### YOUR OBJECTIVE
Reproduce each of the records below word for word, changing nothing.
[Begin]
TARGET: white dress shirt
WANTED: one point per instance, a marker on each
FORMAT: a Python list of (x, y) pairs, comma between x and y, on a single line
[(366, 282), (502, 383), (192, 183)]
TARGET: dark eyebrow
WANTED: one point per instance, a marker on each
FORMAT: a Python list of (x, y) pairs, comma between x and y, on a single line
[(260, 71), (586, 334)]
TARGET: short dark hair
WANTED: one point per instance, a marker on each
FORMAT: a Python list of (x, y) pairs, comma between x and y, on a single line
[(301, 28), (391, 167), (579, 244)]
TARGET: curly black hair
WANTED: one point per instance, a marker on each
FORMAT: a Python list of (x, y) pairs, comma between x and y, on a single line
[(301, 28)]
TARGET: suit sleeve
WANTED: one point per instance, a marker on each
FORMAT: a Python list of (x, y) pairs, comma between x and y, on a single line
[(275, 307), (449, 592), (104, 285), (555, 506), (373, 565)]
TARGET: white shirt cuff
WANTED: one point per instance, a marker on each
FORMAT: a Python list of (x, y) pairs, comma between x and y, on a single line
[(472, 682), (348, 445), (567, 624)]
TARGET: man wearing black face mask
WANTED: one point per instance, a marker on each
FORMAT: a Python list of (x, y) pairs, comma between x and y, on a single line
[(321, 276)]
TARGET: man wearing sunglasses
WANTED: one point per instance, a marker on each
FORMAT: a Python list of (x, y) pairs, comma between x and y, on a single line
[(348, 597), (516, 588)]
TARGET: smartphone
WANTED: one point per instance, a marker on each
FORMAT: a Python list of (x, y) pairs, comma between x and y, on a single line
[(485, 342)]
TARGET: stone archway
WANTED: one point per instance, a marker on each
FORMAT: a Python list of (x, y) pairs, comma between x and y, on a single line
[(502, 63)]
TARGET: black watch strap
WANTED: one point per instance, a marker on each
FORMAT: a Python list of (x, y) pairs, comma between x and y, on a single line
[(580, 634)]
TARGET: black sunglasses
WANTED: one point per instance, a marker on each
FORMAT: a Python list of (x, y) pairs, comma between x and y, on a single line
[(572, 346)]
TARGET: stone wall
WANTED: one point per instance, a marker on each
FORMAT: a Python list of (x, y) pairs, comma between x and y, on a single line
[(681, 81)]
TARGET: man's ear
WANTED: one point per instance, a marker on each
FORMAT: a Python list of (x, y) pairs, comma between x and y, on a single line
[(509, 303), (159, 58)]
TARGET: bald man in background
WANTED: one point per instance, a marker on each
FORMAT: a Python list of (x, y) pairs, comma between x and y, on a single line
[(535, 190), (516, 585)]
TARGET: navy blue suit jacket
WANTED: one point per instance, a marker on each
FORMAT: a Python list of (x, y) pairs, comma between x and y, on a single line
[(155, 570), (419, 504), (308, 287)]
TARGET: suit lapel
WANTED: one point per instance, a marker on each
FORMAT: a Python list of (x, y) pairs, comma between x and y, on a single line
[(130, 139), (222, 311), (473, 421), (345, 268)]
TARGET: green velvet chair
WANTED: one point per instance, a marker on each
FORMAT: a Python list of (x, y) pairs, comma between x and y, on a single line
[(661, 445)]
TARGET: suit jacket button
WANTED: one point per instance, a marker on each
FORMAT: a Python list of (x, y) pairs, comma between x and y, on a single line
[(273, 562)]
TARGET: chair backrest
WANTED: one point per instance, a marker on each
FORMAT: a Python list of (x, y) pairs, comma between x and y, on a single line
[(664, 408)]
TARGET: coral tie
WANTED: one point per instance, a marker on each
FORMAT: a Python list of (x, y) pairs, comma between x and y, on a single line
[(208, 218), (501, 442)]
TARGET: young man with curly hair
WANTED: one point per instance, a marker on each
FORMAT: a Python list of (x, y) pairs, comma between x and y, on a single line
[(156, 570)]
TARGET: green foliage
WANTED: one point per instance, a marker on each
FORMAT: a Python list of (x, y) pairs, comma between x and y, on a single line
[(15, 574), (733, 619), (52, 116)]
[End]
### THE RESPONSE
TARGET: white dress shirt
WANTED: one point per instance, a marker on each
FORMAT: a Python list of (x, y) pairs, comma between x and y, on a single line
[(366, 282), (502, 383), (192, 183)]
TARGET: dark eyebrow
WANTED: one point per instance, a marker on each
FORMAT: a Python list of (x, y) pairs, comma between x and y, on a single line
[(260, 71), (586, 334)]
TARGET: short dark hair
WANTED: one point per instance, a marker on each
FORMAT: a Python list of (x, y) pairs, comma between x and y, on a single line
[(301, 28), (391, 167), (579, 244)]
TARGET: curly black hair
WANTED: one point per instance, a marker on each
FORMAT: a Python list of (x, y) pairs, comma between x and y, on a single line
[(301, 28)]
TARGET: suit sleeve
WANTED: one point per instance, a marker on each
FORMAT: a Python list of (x, y) pairs, comma between x and y, on a single line
[(275, 307), (449, 592), (104, 285), (555, 506), (373, 565)]
TARGET: white shirt cuff
WANTED: one point per instance, a marker on each
FORMAT: a Python list of (x, y) pairs, comma between x and y, on a single line
[(472, 682), (348, 445), (567, 624)]
TARGET: man wearing black face mask
WANTED: one point per instance, a marker on each
FORMAT: a Python list of (x, y) pairs, comma between x and y, on a single line
[(321, 276)]
TARGET: man wearing sunglasses
WANTED: one point per instance, a marker on each
FORMAT: a Python list of (x, y) pairs, comma between x and y, on a single line
[(348, 597), (516, 588)]
TARGET: smartphone
WANTED: one point per instance, a marker on each
FORMAT: a Python list of (x, y) pairs, comma between x and y, on a single line
[(485, 342)]
TARGET: stone archway
WANTED: one point per instance, a marker on each
FORMAT: a Python list of (x, y) pairs, comma between x and y, on a single line
[(502, 63)]
TARGET: black watch strap
WANTED: one point per instance, a marker on each
FORMAT: a Python list of (x, y) pairs, comma between x and y, on a single line
[(580, 634)]
TARGET: black sunglasses
WANTED: one point per instance, a marker on each
FORMAT: a Python list of (x, y) pairs, comma between x and y, on a single line
[(572, 346)]
TARGET: stone wall
WANTED: one point per instance, a marker on each
FORMAT: a Python list of (x, y) pairs, comma between x and y, on a single line
[(681, 81)]
TARGET: man's ear
WANTED: one point per instance, a marker on each
FORMAT: a Python list of (x, y) pairs, comma between x and y, on a single line
[(509, 303), (159, 58)]
TARGET: bald man in background
WANTED: one point per instance, a marker on each
FORMAT: a Python list of (x, y) pairs, comma between x and y, on a single line
[(535, 190), (516, 585)]
TARGET: navy blue suit jacket
WANTED: one point per instance, a marker on each
FORMAT: a Python list of (x, y) pairs, comma between x and y, on a single line
[(155, 570), (419, 504), (308, 287)]
TARGET: suit lapel
WANTED: one point per instance, a marker on each
FORMAT: a Python list of (x, y) pairs, comma between x and y, on a single line
[(130, 139), (222, 311), (473, 421), (345, 268)]
TARGET: green velvet chair
WANTED: one point per instance, a marker on each
FORMAT: a Python list of (x, y) pairs, comma between x and y, on a single line
[(661, 445)]
TARGET: suit jacket button
WANTED: one point per instance, a marker on each
FORMAT: a Python list of (x, y) pairs, comma between x and y, on a single line
[(273, 562)]
TARGET: chair backrest
WANTED: one point per instance, a marker on each
FORMAT: a Python list of (x, y) pairs, comma between x and y, on a single line
[(664, 408)]
TARGET: coral tie
WANTED: one point per instance, a marker on each
FORMAT: a Python list of (x, y) pairs, comma between x and y, on a single line
[(208, 218), (501, 442)]
TARGET: young man with curly hair
WANTED: one point per instance, a marker on each
FORMAT: a Python list of (x, y) pairs, comma between x and y, on a single line
[(156, 570)]
TARGET: green foliage
WANTED: one point per instance, a marker on each
FORMAT: a Python list of (x, y) pairs, comma between x and y, on a single line
[(15, 574), (733, 619), (52, 116)]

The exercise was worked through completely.